● What is expected
The result should be every line of the listing that contains "small".

● Available records

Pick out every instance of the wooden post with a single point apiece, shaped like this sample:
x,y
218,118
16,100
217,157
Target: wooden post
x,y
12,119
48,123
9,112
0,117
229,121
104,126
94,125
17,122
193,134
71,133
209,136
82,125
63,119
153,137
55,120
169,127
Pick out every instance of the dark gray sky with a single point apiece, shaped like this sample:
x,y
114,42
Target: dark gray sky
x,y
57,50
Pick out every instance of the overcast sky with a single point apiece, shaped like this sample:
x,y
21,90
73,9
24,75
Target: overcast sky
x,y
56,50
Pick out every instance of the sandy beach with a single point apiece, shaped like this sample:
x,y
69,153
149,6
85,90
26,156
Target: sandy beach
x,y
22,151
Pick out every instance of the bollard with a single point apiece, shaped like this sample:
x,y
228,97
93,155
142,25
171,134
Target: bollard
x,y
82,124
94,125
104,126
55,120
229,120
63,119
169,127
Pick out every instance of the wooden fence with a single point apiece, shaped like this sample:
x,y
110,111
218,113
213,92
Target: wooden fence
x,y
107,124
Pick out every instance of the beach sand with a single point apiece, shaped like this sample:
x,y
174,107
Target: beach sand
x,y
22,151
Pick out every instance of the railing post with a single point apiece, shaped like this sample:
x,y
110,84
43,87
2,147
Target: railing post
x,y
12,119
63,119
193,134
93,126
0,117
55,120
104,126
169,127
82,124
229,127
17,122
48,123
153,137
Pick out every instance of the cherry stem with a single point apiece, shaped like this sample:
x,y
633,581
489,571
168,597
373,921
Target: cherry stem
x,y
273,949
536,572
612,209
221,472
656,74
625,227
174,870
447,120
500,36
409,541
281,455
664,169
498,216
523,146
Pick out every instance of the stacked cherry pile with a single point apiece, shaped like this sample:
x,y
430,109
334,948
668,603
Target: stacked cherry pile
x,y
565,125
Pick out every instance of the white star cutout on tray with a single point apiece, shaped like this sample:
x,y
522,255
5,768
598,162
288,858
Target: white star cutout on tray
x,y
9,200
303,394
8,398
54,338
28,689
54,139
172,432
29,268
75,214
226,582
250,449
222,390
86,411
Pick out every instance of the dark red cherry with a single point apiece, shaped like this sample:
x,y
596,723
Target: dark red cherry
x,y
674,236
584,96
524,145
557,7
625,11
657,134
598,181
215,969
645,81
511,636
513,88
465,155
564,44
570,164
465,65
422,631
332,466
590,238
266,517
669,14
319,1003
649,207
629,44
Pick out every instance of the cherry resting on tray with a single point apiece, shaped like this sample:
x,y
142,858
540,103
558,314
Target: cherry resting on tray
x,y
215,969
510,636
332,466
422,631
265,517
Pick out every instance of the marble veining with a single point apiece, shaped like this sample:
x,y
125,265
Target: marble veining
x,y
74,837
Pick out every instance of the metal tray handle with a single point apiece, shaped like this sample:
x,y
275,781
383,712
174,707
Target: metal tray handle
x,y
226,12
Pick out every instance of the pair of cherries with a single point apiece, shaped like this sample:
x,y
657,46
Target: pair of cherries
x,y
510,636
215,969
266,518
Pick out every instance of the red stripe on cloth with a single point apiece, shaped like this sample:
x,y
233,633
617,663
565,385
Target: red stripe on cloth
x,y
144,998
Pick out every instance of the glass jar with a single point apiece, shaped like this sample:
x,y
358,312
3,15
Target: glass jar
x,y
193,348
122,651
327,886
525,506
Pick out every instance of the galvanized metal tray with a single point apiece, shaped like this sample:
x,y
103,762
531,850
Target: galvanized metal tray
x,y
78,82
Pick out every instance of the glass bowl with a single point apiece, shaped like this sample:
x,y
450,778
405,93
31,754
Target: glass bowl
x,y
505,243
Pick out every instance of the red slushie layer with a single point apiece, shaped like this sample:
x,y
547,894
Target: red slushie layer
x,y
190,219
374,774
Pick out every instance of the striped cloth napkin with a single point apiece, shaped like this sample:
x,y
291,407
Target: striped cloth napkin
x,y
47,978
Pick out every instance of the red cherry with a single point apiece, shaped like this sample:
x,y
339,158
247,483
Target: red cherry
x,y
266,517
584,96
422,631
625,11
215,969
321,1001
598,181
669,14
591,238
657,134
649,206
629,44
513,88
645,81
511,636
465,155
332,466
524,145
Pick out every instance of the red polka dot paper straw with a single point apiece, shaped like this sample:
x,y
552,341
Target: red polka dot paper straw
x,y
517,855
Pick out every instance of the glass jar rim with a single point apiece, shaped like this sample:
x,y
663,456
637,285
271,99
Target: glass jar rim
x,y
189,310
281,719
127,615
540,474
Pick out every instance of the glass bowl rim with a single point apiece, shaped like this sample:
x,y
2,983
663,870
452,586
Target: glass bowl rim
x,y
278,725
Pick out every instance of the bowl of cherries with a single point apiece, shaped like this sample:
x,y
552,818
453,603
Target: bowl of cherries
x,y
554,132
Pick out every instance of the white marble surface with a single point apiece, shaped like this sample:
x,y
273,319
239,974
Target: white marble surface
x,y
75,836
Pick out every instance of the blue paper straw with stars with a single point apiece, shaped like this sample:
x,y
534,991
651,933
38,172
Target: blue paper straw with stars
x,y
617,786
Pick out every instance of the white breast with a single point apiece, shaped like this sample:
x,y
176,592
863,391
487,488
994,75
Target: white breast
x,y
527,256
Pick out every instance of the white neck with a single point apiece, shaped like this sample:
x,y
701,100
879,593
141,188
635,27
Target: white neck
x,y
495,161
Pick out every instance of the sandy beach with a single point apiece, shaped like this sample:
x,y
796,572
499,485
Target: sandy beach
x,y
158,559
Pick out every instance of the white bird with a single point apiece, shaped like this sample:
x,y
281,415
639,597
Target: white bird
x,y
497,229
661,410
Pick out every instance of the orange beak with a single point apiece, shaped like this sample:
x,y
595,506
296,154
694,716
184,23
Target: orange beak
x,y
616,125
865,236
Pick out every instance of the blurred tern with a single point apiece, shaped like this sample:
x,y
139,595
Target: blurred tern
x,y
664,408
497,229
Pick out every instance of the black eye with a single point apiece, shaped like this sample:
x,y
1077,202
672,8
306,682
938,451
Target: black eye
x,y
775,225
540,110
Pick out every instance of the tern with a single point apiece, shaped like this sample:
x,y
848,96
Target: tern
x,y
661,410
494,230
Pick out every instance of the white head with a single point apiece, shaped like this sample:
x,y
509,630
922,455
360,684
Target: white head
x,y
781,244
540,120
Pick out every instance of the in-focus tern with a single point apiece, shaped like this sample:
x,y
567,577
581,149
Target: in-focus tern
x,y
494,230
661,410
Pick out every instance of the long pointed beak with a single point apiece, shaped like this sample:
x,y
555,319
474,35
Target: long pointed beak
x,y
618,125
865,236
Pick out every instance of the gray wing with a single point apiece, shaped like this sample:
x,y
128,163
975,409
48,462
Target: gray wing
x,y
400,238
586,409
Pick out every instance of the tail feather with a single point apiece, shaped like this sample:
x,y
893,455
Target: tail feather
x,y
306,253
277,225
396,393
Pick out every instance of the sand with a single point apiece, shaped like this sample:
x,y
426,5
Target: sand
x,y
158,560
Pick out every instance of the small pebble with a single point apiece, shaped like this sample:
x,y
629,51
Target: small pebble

● Output of the exercise
Pick out every instance of the small pebble with a single point apiece, shaped like this sample:
Target: small pebble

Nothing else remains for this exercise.